Rewrite all of the rows below, replacing "query phrase" with "search phrase" and leaving everything else unchanged. Omit the pictures from your answer.

:::::

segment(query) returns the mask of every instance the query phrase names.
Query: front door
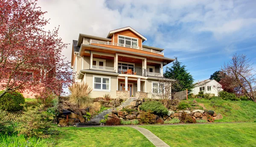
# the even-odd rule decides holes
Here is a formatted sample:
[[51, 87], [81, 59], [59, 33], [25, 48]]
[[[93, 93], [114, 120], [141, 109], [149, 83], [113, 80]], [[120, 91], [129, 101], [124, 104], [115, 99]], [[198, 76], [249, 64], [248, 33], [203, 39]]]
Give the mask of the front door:
[[[128, 91], [130, 91], [130, 96], [132, 96], [132, 83], [128, 83]], [[120, 90], [123, 91], [125, 90], [125, 83], [120, 83]]]

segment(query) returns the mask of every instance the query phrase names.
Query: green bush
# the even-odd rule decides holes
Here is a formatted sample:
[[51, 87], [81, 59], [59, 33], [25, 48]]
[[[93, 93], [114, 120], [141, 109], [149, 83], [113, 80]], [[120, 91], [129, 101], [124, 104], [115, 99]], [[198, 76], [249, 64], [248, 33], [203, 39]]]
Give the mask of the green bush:
[[127, 113], [130, 113], [131, 112], [133, 111], [136, 111], [137, 112], [138, 110], [134, 109], [128, 109], [128, 108], [122, 108], [121, 110], [121, 111], [125, 111]]
[[156, 122], [156, 116], [152, 113], [152, 112], [148, 110], [147, 112], [142, 112], [140, 113], [140, 122], [145, 124], [153, 124]]
[[179, 103], [177, 108], [180, 110], [186, 110], [186, 108], [189, 108], [191, 106], [186, 102], [181, 101]]
[[219, 92], [218, 96], [224, 100], [230, 100], [231, 101], [239, 100], [239, 99], [236, 97], [236, 94], [229, 93], [227, 92], [222, 91]]
[[[0, 91], [0, 94], [3, 91]], [[6, 93], [0, 99], [0, 109], [6, 111], [21, 110], [23, 106], [20, 104], [25, 103], [25, 98], [22, 94], [17, 92]]]
[[16, 129], [19, 135], [28, 137], [47, 138], [55, 130], [51, 129], [54, 116], [45, 111], [44, 105], [24, 107], [24, 115], [17, 119]]
[[180, 123], [180, 121], [178, 119], [173, 119], [170, 121], [164, 121], [164, 124], [178, 124]]
[[206, 120], [204, 119], [196, 120], [196, 121], [197, 123], [205, 123], [207, 122], [207, 121]]
[[140, 109], [144, 111], [151, 111], [157, 115], [165, 116], [168, 114], [168, 110], [160, 102], [152, 101], [146, 101], [142, 104]]

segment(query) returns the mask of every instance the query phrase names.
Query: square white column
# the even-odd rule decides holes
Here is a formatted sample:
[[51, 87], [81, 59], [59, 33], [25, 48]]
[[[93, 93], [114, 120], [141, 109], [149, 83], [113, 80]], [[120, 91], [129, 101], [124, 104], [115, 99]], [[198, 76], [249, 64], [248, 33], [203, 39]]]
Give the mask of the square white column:
[[137, 78], [137, 91], [140, 92], [140, 78]]
[[125, 91], [128, 91], [128, 76], [125, 76]]

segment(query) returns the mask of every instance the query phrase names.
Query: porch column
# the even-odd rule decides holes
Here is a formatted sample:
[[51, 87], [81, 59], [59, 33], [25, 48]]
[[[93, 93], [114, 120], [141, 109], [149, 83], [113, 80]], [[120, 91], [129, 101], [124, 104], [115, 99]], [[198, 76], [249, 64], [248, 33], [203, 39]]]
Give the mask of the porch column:
[[128, 76], [125, 76], [125, 91], [128, 91]]
[[137, 78], [137, 91], [140, 92], [140, 78]]
[[116, 54], [116, 57], [114, 58], [114, 67], [115, 67], [115, 70], [116, 72], [118, 72], [118, 55]]
[[163, 75], [163, 62], [161, 63], [161, 74], [162, 74], [162, 76]]
[[93, 54], [91, 53], [91, 56], [90, 58], [90, 69], [92, 69], [93, 68]]

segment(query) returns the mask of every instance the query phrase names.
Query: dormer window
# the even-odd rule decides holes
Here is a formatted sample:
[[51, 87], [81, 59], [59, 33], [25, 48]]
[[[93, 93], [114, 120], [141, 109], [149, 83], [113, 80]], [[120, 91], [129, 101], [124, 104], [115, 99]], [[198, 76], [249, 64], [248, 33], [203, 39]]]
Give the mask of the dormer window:
[[[119, 35], [118, 43], [137, 47], [138, 46], [138, 39], [136, 38]], [[122, 46], [123, 46], [122, 45]], [[125, 47], [127, 47], [127, 46]]]

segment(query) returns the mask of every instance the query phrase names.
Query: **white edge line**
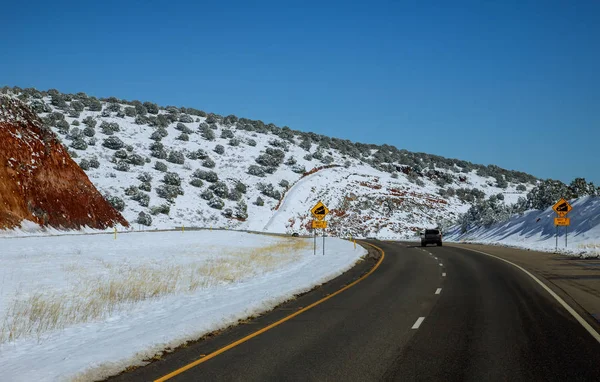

:::::

Answer for this exercise —
segment(query) returns the mask of every instance the search phrase names.
Query: front door
# the even-odd rule decides holes
Here is a formatted sample:
[[51, 87], [81, 59], [59, 33], [25, 48]]
[[[93, 93], [114, 120], [141, 109], [149, 83], [113, 80]], [[120, 91], [129, 101], [124, 104], [115, 99]], [[198, 76], [249, 64], [248, 33], [203, 39]]]
Give the mask of the front door:
[[[128, 91], [130, 91], [130, 96], [132, 96], [132, 83], [128, 83]], [[120, 90], [123, 91], [125, 90], [125, 83], [120, 83]]]

segment(query) returns the mask of every instance the search phrase names.
Query: green bush
# the even-odd rule decides holes
Here is a formatted sample:
[[51, 87], [81, 59], [59, 33], [25, 48]]
[[[93, 93], [114, 120], [141, 109], [149, 83], [113, 80]], [[120, 91], [129, 101], [124, 104], [115, 99]], [[198, 76], [249, 64], [248, 33], [203, 39]]]
Give the mask of the green bush:
[[127, 113], [130, 113], [131, 112], [133, 111], [136, 111], [137, 112], [138, 110], [134, 109], [128, 109], [128, 108], [122, 108], [121, 110], [121, 111], [125, 111]]
[[156, 122], [156, 116], [152, 113], [152, 112], [148, 110], [147, 112], [142, 112], [140, 113], [140, 122], [145, 124], [153, 124]]
[[179, 103], [177, 108], [180, 110], [186, 110], [186, 108], [189, 108], [191, 106], [186, 102], [181, 101]]
[[219, 92], [218, 96], [224, 100], [230, 100], [231, 101], [239, 100], [239, 99], [236, 97], [236, 94], [229, 93], [227, 92], [222, 91]]
[[[0, 91], [0, 94], [3, 91]], [[6, 93], [0, 99], [0, 109], [6, 111], [21, 110], [23, 106], [20, 104], [25, 103], [25, 98], [22, 94], [17, 92]]]
[[16, 129], [19, 135], [28, 137], [47, 138], [55, 130], [51, 129], [54, 116], [45, 111], [44, 105], [24, 107], [24, 115], [17, 119]]
[[180, 123], [180, 121], [178, 119], [173, 119], [170, 121], [164, 121], [164, 124], [178, 124]]
[[206, 120], [204, 119], [196, 120], [196, 121], [197, 123], [205, 123], [207, 122], [207, 121]]
[[140, 109], [144, 111], [151, 111], [157, 115], [165, 116], [168, 114], [168, 110], [160, 102], [152, 101], [146, 101], [142, 104]]

segment(query) returns the mask of every instance the search phrase names.
Query: square white column
# the even-odd rule decides holes
Here is a formatted sample:
[[51, 87], [81, 59], [59, 33], [25, 48]]
[[[93, 93], [114, 120], [141, 109], [149, 83], [113, 80]], [[120, 91], [129, 101], [124, 104], [115, 99]], [[198, 76], [249, 64], [248, 33], [203, 39]]]
Give the mask of the square white column:
[[137, 78], [137, 91], [140, 92], [140, 78]]
[[125, 91], [128, 91], [128, 76], [125, 76]]

segment(query) returns the mask of every instance the search phrase names.
Query: porch column
# the even-odd rule decides holes
Here is a formatted sample:
[[51, 87], [81, 59], [59, 33], [25, 48]]
[[[93, 93], [114, 120], [141, 109], [149, 83], [113, 80]], [[120, 91], [129, 101], [124, 104], [115, 99]], [[198, 76], [249, 64], [248, 33], [203, 39]]]
Give the mask of the porch column:
[[128, 76], [125, 76], [125, 91], [128, 91]]
[[137, 78], [137, 91], [140, 92], [140, 78]]
[[116, 54], [116, 57], [114, 58], [114, 67], [115, 67], [115, 70], [116, 72], [118, 72], [118, 55]]
[[163, 75], [163, 62], [161, 63], [161, 74], [162, 74], [162, 76]]
[[93, 54], [91, 53], [91, 56], [90, 58], [90, 69], [92, 69], [93, 68]]

segment(query) returns the mask of every instance the search phrase names.
Query: dormer window
# the even-odd rule decides holes
Here is a formatted sample:
[[51, 87], [81, 59], [59, 33], [25, 48]]
[[[93, 93], [114, 120], [141, 109], [149, 83], [113, 80]], [[120, 91], [129, 101], [124, 104], [115, 99]], [[198, 76], [249, 64], [248, 33], [203, 39]]]
Give the mask of the dormer window:
[[[119, 35], [118, 43], [137, 47], [138, 46], [138, 39], [136, 38]], [[122, 46], [123, 46], [122, 45]], [[125, 47], [127, 47], [127, 46]]]

segment(query) returns the mask of every instance the search phrase names.
Query: **white edge line**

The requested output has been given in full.